Il prossimo 11 ottobre inizierà la raccolta di firme per promuovere un referendum abrogativo della legge 23 luglio 2008, n. 124, recante “Disposizioni in materia di sospensione del processo penale nei confronti delle alte cariche dello Stato”. Del Comitato promotore del referendum fanno parte Antonio Di Pietro, leader di Italia dei Valori, Paolo Ferrero, segretario di Rifondazione Comunista, rappresentanti di Sinistra democratica e del Partito dei comunisti italiani. Come ogni referendum, anche questo finirà per assumere un carattere trasversale, determinando consensi, o dissensi, oltre le logiche di schieramento e di appartenenza politica. In questo senso, è significativo che fra i referendari appaiano già molto attivi Arturo Parisi, deputato del gruppo parlamentare del Partito democratico, e Mario Segni.

Di fronte ad una proposta referendaria ancora allo stato nascente, occorre valutare sia il merito, sia l’opportunità dell’iniziativa.

La legge n. 124/2008 consta di un solo articolo, comprensivo di otto commi. Il primo comma è così formulato: «i processi penali nei confronti dei soggetti che rivestono la qualità di Presidente della Repubblica, di Presidente del Senato della Repubblica, di Presidente della Camera dei deputati e di Presidente del Consiglio dei Ministri sono sospesi dalla data di assunzione e fino alla cessazione della carica o della funzione. La sospensione si applica anche ai processi penali per fatti antecedenti l’assunzione della carica o della funzione».

= = = = =

■ **Compito 1**
Riscala le righe dell'elenco sottostante, dalla riga con "the cob in this photo." fino all'ultima riga dell'elenco compresa, e riportale per intero. Moltiplica per 2,55 ogni coordinata nelle risposte e arrotonda all'intero più vicino, con le metà per eccesso.
L'elenco qui sotto non ha nulla a che vedere con il testo.

■ **Voci per l'identificazione della posizione**

= = = = =

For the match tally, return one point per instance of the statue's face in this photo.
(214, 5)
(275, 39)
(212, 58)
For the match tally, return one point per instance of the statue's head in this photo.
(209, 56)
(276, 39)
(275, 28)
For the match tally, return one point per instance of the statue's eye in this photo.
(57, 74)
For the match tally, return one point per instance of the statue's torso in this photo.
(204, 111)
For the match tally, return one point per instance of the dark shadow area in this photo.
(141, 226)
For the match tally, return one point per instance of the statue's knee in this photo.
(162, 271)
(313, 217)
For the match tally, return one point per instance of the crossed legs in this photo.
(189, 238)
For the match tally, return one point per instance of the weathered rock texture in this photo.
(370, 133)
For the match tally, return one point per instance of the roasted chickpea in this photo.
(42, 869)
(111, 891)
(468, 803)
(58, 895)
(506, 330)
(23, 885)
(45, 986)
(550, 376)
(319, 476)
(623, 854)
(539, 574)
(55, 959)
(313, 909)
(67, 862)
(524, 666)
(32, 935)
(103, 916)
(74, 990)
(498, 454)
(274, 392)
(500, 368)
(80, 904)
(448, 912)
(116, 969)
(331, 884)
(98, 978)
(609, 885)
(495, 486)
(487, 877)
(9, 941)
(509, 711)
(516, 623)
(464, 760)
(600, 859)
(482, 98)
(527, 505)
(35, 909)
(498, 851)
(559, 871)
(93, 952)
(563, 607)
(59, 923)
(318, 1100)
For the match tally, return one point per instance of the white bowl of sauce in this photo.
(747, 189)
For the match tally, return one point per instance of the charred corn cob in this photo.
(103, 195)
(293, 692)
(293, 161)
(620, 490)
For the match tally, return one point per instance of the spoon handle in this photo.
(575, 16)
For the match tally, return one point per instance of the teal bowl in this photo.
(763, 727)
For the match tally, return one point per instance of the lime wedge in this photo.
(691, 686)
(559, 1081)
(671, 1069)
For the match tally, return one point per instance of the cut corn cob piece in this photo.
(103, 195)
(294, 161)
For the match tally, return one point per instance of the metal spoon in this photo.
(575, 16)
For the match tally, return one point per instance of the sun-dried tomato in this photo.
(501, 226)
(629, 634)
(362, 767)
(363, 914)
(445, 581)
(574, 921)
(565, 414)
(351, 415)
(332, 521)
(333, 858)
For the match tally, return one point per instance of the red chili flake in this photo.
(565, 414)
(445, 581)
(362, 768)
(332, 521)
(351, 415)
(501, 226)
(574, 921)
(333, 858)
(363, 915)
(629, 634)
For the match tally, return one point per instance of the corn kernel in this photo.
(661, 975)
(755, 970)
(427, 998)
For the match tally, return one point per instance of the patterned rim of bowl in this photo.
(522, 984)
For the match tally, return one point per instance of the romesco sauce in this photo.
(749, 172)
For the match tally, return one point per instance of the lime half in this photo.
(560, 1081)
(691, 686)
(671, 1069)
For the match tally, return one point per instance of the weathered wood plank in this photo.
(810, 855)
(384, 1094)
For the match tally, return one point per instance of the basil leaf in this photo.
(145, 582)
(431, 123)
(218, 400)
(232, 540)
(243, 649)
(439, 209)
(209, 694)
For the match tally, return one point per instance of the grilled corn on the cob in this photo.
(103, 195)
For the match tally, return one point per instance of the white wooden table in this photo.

= = = = =

■ **Compito 2**
In base al testo sul referendum, le affermazioni seguenti sono vere? (a) La legge n. 124/2008 è composta da un solo articolo. (b) La raccolta di firme comincerà il 23 luglio. (c) Paolo Ferrero è il leader di Italia dei Valori. Per ciascuna rispondi sì o no e cita tra virgolette le parole del testo che lo stabiliscono.

■ **Risposta 1**
For the match tally, return one point per instance of the grilled corn on the cob in this photo.
(263, 497)
For the match tally, return one point per instance of the white wooden table in this photo.

■ **Risposta 2**
(a) Sì: "La legge n. 124/2008 consta di un solo articolo, comprensivo di otto commi."
(b) No: "Il prossimo 11 ottobre inizierà la raccolta di firme".
(c) No: "Antonio Di Pietro, leader di Italia dei Valori, Paolo Ferrero, segretario di Rifondazione Comunista".